— begin Source passage —

Author Q&A: Oliver Jeffers on There’s a Ghost in this House

Have you ever seen a ghost? The young girl in a haunting picture book hasn’t, although she suspects they might exist. As the nights draw in, young readers are invited to join her in a hunt for her elusive housemates. There’s a Ghost in this House is the latest instalment from author, artist and illustrator Oliver Jeffers, whose 2017 book, Here We Are: Notes for Living on Planet Earth, became a New York Times No.1 bestseller, with an Apple TV+ adaptation this year collecting an Emmy.
In contrast to Here We Are‘s outward-looking themes, There’s a Ghost in this House reflects the lives we’ve lived indoors for over a year. This is good old-fashioned entertainment with no political agenda although that doesn’t stop Belfast and New York-based Jeffers getting passionate about politics. He chats to Antonia Charles-worth about ownership and how Neil Gaiman helped him break and enter into a creepy old house.

Tell us about There’s a Ghost in this House.

The new book is a ghostly game of hide and seek. The aesthetics of it are of an old classic ghost story with stereotypical white-sheet ghosts in various rooms created from photographs of old houses, sourced from places like architectural research books and catalogues. I’ve always worked in collage so whenever I’m at a car boot sale, a yard sale or an estate sale living in New York it’s incredible what people throw away I would collect them, thinking that will come in handy one day’. They looked like the empty scenes for something and that’s the backdrop for the tour of this house. It’s from the first person perspective of a young girl who lives in this house and has for a very long time.

Your last two books, Here We Are and What We’ll Build, addressed some big themes. Did you want to bring children some light relief this time or does There’s a Ghost in this House have some bigger concerns lurking in the shadows?

— end Source passage —
— begin Supplied data —

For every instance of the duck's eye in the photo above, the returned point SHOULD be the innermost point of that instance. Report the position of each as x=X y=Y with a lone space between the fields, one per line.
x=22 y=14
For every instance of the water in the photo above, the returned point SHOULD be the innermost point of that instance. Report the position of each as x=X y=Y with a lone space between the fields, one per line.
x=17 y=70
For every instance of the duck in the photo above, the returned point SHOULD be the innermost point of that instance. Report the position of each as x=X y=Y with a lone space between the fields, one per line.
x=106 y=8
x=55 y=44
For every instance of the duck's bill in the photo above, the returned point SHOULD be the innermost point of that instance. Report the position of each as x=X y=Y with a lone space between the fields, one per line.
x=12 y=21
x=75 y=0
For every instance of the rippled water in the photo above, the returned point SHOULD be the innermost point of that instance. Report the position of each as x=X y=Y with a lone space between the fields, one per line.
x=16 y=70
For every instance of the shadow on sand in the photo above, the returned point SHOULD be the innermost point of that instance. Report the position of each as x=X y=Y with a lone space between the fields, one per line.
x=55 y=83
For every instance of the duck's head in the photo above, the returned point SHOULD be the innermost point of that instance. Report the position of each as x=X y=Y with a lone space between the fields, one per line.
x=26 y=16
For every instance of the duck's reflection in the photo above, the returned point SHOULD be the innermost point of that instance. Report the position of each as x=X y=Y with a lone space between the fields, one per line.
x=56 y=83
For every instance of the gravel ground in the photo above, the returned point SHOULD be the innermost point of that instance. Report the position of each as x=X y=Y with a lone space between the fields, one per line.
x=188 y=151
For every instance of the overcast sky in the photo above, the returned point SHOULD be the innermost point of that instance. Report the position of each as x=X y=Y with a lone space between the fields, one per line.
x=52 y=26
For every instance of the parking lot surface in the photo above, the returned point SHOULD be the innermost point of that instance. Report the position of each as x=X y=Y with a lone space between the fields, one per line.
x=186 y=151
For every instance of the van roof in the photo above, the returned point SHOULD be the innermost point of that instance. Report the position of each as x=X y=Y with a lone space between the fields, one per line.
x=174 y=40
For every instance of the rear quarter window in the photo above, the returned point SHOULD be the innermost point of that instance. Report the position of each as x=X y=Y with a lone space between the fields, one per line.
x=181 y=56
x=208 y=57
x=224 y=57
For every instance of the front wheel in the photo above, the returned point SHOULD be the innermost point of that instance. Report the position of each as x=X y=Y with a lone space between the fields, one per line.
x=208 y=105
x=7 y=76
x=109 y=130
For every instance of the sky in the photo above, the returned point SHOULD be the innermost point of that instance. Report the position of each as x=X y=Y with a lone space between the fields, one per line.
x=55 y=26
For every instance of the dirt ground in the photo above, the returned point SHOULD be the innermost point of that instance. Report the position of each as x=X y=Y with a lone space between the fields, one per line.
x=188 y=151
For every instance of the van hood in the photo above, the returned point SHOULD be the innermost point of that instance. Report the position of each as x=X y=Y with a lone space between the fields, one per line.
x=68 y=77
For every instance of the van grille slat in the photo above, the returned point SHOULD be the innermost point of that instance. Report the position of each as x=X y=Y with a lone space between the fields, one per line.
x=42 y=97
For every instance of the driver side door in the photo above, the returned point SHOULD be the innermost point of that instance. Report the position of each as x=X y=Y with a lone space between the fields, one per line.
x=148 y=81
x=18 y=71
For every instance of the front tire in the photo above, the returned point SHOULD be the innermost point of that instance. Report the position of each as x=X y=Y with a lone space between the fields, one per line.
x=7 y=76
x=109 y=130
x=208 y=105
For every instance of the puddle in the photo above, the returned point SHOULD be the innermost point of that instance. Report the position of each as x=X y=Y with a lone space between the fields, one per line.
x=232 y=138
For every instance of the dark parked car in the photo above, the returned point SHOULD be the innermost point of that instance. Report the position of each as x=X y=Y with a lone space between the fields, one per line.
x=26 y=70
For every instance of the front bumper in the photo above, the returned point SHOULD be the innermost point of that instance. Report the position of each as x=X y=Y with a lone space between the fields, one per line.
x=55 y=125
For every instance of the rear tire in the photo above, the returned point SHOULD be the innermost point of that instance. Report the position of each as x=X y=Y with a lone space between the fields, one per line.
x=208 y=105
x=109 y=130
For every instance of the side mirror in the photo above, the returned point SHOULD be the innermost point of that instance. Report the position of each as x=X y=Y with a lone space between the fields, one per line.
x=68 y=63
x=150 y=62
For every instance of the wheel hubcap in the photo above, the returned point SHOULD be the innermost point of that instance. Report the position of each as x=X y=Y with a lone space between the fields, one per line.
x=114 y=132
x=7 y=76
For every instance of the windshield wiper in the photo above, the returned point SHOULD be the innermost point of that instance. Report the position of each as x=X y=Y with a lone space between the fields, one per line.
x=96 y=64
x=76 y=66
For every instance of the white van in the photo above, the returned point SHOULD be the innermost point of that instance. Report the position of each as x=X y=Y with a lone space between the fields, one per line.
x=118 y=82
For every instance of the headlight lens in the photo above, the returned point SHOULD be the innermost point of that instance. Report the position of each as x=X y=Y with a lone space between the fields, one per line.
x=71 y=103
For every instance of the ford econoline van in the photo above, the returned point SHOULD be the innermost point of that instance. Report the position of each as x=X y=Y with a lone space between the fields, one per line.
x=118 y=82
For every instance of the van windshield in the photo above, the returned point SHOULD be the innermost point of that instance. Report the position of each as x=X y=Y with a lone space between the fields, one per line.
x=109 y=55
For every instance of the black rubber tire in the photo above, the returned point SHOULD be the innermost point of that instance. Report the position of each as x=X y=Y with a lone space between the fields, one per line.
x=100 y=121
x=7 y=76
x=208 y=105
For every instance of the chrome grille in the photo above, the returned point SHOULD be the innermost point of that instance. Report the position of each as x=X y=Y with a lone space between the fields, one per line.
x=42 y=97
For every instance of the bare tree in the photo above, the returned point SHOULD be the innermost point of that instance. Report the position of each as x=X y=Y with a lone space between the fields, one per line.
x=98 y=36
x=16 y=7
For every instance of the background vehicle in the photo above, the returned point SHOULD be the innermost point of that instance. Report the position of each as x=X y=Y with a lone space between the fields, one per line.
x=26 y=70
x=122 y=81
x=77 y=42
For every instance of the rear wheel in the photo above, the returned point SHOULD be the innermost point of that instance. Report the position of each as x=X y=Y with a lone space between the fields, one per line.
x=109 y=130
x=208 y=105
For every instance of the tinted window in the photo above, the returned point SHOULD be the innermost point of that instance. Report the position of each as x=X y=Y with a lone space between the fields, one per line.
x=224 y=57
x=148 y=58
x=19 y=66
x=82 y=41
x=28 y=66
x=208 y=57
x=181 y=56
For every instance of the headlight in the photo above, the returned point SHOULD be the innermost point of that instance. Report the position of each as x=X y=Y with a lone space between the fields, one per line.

— end Supplied data —

→ **To do**
1 - Answer these questions using the interview with Oliver Jeffers:
(a) In what year was Here We Are: Notes for Living on Planet Earth published?
(b) Who does Jeffers talk with in the interview?
(c) Where were the photographs of old houses sourced from?
2 - Please list every book by Oliver Jeffers that the interview names.
3 - Write the next part of the interview with Oliver Jeffers, beginning with his reply to the last question.

→ **Answers for this exercise**
1 -
(a) 2017
(b) Antonia Charles-worth
(c) From places like architectural research books and catalogues

2 -
There's a Ghost in this House
Here We Are: Notes for Living on Planet Earth
What We'll Build

3 -
A bit of both. There’s definitely an undercurrent of this idea that you can want something so much that you can never actually get it and almost resigning yourself to the idea that you never have full control or full understanding. When I was working with organisations like the UN on climate and social responsibility following Here We Are, people would ask what I was working on next and I was like: Er, a ghost book.’ It’s a funny juxtaposition because it is just good old-fashioned entertainment in some ways.

The book is funny and sweet but also genuinely unsettling. How did you capture that balance?

There was no real checklist. I think the inherent tone of my book is charming and humorous that was coming through in spades and I was questioning whether it did enough justice to the genre of ghost books. Is it creepy and scary enough? But there is a bit of darkness and eeriness there now, with ghosts appearing in the mirror behind the girl and things like that.

What was the inspiration behind it?

There wasn’t one particular moment of Bingo! This is the story’. It was a matter of various things coming together. I love painting these old ghosts into old rooms and, when you paint that ghost onto tracing paper, you can move it around, which is always a lot of fun. Another aspect was the notion of this first-person tour through a house and not being able to find something that’s right in front of you. Slowly over time these two things began to merge. At the very start, I wasn’t sure who the ghost was, but the unlocking moment came through Neil Gaiman. I was running into this conundrum and I put it to him. He misunderstood the question and came back with something totally different. He thought that the ghosts were deliberately hiding, which is not something that I had intended but I thought actually, that will really work. That was the key to picking the lock and breaking into this old abandoned house.

Do you know who the ghost is now?

No, I don’t. In some ways the best stories that you create are ones you are only partially responsible for and they’re completed in the minds of viewers. A story doesn’t always have to be complete with a neat wrapping up of a bow. In fact, looking back through a lot of my books, it seems to very much be the case that they’re not fully resolved. They don’t just end there’s always the suggestion of more and that’s definitely the case in this one.

How do the tracing paper overlays work?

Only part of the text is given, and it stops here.